● **EXTRACT**:
╭──

The Umbrella Cover Museum in Peaks Island, Maine is a museum that pays tribute to umbrella covers. The museum was created and is curated by Nancy 3. Hoffman; she has collected more than 2000 umbrella covers from over 70 countries as of August 2021.

==Background==

The mission of the Umbrella Cover Museum states that it is "dedicated to the appreciation of the mundane in everyday life. It is about finding wonder and beauty in the simplest of things, and about knowing that there is always a story behind the cover."

The idea for the museum came when Hoffman was cleaning out a closet and came across seven umbrella covers. The museum began in Hoffman's kitchen in 1990, and was moved to a larger location in 2000 as the collection grew. The museum's collection ranges in size from a two-and-a-half-inch Barbie doll cover to a six-foot patio umbrella sleeve. It has hosted special exhibitions including “People and Their Covers” and “New Umbrella Cover Fashions.” Cases are often donated to the museum by those who have lost the umbrellas the cases once belonged to.

╰──

● **EXTRACTED MATERIAL**:
╭──

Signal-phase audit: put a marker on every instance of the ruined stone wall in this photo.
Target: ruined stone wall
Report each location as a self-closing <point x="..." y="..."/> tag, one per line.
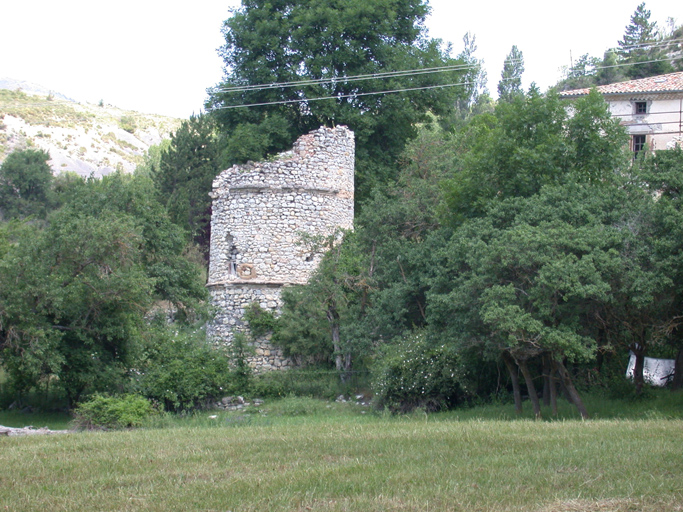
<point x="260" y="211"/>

╰──
╭──

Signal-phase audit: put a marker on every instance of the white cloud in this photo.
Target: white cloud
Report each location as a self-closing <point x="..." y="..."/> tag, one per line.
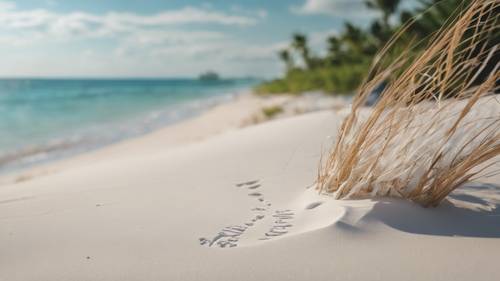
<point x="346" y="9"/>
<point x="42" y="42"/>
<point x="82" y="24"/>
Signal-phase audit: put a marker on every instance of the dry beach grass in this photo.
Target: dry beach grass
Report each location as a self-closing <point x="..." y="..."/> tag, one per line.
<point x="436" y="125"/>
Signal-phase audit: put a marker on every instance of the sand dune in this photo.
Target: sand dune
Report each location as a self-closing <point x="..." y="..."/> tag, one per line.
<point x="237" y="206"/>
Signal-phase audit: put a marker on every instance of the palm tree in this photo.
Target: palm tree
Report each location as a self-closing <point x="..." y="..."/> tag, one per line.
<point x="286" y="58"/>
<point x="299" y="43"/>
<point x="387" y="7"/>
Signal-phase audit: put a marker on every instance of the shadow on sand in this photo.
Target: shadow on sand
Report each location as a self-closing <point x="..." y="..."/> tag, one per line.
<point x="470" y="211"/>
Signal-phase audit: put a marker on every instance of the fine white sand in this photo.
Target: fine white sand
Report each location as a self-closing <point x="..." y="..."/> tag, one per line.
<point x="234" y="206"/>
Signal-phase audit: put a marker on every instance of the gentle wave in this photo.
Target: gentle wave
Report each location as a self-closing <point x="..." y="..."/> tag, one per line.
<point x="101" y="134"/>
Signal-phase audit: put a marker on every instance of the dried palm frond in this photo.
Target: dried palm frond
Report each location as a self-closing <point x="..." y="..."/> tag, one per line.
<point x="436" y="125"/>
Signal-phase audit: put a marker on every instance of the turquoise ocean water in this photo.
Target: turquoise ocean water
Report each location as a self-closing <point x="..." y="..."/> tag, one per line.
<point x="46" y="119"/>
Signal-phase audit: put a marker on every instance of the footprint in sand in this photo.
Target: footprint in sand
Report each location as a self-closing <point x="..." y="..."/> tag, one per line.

╰──
╭──

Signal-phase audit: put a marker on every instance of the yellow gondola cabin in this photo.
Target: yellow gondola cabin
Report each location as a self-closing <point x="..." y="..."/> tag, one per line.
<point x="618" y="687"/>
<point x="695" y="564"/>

╰──

● **WORK TO COMPLETE**:
(A) Decide whether each statement agrees with the passage about the Umbrella Cover Museum: (i) the museum started in Hoffman's kitchen in 1990; (ii) the museum moved to a larger location in 1995; (iii) the collection includes a six-foot patio umbrella sleeve. Answer yes or no for each and quote the words from the passage that decide it.
(B) According to the passage about the Umbrella Cover Museum, how many umbrella covers did Hoffman find while cleaning out a closet?

● **ANSWERS GIVEN**:
(A)
(i) Yes: "The museum began in Hoffman's kitchen in 1990"
(ii) No: "was moved to a larger location in 2000 as the collection grew"
(iii) Yes: "The museum's collection ranges in size from a two-and-a-half-inch Barbie doll cover to a six-foot patio umbrella sleeve"

(B) Seven.